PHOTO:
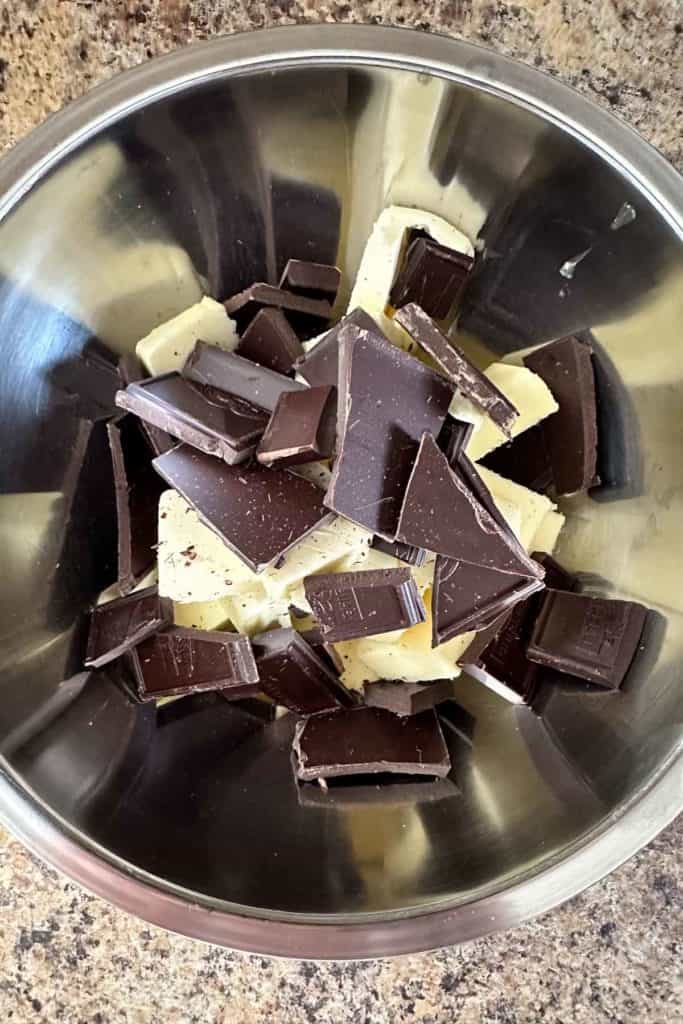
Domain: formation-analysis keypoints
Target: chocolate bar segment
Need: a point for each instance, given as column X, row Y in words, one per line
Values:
column 118, row 626
column 432, row 275
column 259, row 513
column 500, row 650
column 523, row 460
column 186, row 660
column 571, row 433
column 270, row 341
column 471, row 597
column 368, row 740
column 301, row 429
column 452, row 360
column 408, row 698
column 293, row 675
column 387, row 399
column 315, row 281
column 215, row 368
column 137, row 488
column 212, row 421
column 441, row 513
column 403, row 552
column 591, row 637
column 321, row 366
column 307, row 316
column 363, row 604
::::
▶ The task: Images stay out; the entries above are to be printed exactly.

▶ Result:
PHOTO:
Domain: formation-analysis keypoints
Target: chocolate bar segment
Need: a point for each instance, given as column X, row Y in words, one per line
Values:
column 118, row 626
column 432, row 275
column 259, row 513
column 500, row 650
column 523, row 460
column 186, row 660
column 571, row 433
column 270, row 341
column 471, row 597
column 368, row 740
column 301, row 429
column 452, row 360
column 408, row 698
column 293, row 675
column 387, row 399
column 315, row 281
column 215, row 368
column 137, row 488
column 212, row 421
column 441, row 513
column 403, row 552
column 591, row 637
column 321, row 366
column 307, row 316
column 363, row 604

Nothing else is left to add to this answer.